__Prompt__
Reproduce each of the following lines verbatim, keeping their order and formatting unchanged.

# Data start

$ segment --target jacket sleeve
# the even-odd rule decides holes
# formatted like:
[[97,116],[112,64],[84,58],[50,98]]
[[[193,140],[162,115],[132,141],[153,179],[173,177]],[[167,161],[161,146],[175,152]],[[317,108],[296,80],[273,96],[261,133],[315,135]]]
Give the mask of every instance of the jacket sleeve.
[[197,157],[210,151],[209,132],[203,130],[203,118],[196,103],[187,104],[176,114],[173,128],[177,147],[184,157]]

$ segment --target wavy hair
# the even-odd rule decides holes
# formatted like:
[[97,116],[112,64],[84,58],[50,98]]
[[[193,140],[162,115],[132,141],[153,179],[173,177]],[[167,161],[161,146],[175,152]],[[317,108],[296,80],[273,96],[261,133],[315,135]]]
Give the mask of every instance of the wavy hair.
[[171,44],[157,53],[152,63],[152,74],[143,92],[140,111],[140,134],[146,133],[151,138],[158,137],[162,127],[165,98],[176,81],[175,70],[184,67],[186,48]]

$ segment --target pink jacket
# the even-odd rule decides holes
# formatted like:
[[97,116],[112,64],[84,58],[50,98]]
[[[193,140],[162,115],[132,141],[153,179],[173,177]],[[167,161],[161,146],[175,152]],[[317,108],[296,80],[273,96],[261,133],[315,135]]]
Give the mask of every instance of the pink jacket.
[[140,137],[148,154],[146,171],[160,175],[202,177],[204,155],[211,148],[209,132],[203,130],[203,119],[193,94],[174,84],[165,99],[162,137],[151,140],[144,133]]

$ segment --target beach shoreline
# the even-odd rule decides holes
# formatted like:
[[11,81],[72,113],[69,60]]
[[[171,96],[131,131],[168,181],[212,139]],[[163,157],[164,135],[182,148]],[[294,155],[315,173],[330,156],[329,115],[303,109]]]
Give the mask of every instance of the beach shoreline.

# Data end

__Output of the task__
$ segment --target jacket sleeve
# the even-odd rule decides holes
# formatted like:
[[97,116],[112,64],[84,58],[50,98]]
[[[193,140],[162,115],[132,141],[153,179],[173,177]],[[167,161],[161,146],[175,152]],[[317,108],[296,80],[273,96],[261,133],[315,135]]]
Give the mask of every instance of the jacket sleeve.
[[197,157],[210,151],[209,132],[203,130],[203,118],[196,103],[187,104],[176,114],[173,128],[177,147],[184,157]]

$ segment --target wavy hair
# the even-odd rule decides holes
# formatted like:
[[97,116],[112,64],[84,58],[50,98]]
[[[193,140],[162,115],[132,141],[153,179],[173,177]],[[167,161],[161,146],[175,152]],[[317,108],[296,80],[273,96],[261,133],[315,135]]]
Give the mask of every instance of the wavy hair.
[[171,44],[157,53],[152,63],[152,74],[143,92],[140,111],[140,134],[146,133],[151,138],[158,137],[162,127],[165,98],[176,81],[175,70],[184,67],[186,48]]

$ segment --target pink jacket
# the even-odd rule decides holes
# formatted like:
[[97,116],[112,64],[84,58],[50,98]]
[[[193,140],[162,115],[132,141],[153,179],[173,177]],[[167,161],[161,146],[175,152]],[[317,108],[296,80],[273,96],[261,133],[315,135]]]
Give the mask of every instance of the pink jacket.
[[140,137],[148,154],[146,171],[160,175],[202,177],[204,155],[211,148],[209,132],[203,130],[203,119],[193,94],[174,84],[165,99],[162,137],[151,140],[144,133]]

$ segment --target beach shoreline
# the even-odd rule decides holes
# formatted like:
[[11,81],[72,113],[69,60]]
[[[171,96],[131,131],[168,181],[212,139]],[[163,157],[164,135],[182,148]],[[294,155],[315,173],[330,156],[329,115],[303,109]]]
Give the mask of every instance of the beach shoreline.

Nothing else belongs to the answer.